» TASK BRIEF
Rewrite the material below as a numbered list, from the line with "Target: wooden display platform" up to and including the line with "(1139, 802)", and omit any blank lines.

» GIVEN DATA
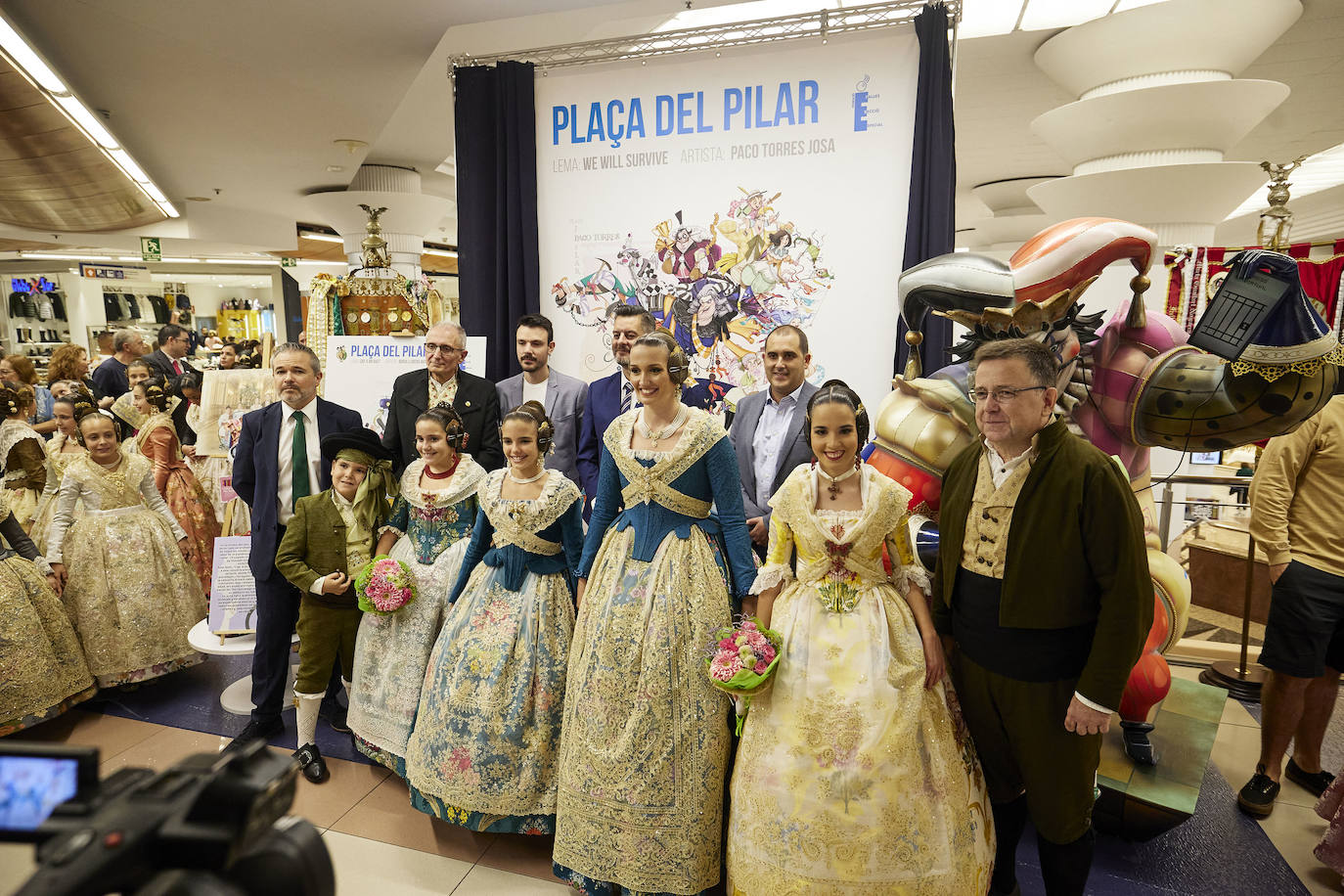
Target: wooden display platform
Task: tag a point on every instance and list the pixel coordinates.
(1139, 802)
---
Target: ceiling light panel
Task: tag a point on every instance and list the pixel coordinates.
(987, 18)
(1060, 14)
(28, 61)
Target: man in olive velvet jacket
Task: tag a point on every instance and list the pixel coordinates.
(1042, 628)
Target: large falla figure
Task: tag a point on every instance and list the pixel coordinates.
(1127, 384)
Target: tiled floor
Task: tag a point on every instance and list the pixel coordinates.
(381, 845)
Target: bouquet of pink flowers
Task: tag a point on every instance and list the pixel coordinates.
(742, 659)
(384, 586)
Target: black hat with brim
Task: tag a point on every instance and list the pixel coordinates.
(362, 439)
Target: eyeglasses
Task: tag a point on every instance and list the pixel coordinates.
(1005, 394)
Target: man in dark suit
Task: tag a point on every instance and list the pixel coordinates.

» WORKED ANSWER
1. Target: wooden display platform
2. Task: tag a point on every instance and list the pixel coordinates.
3. (1139, 802)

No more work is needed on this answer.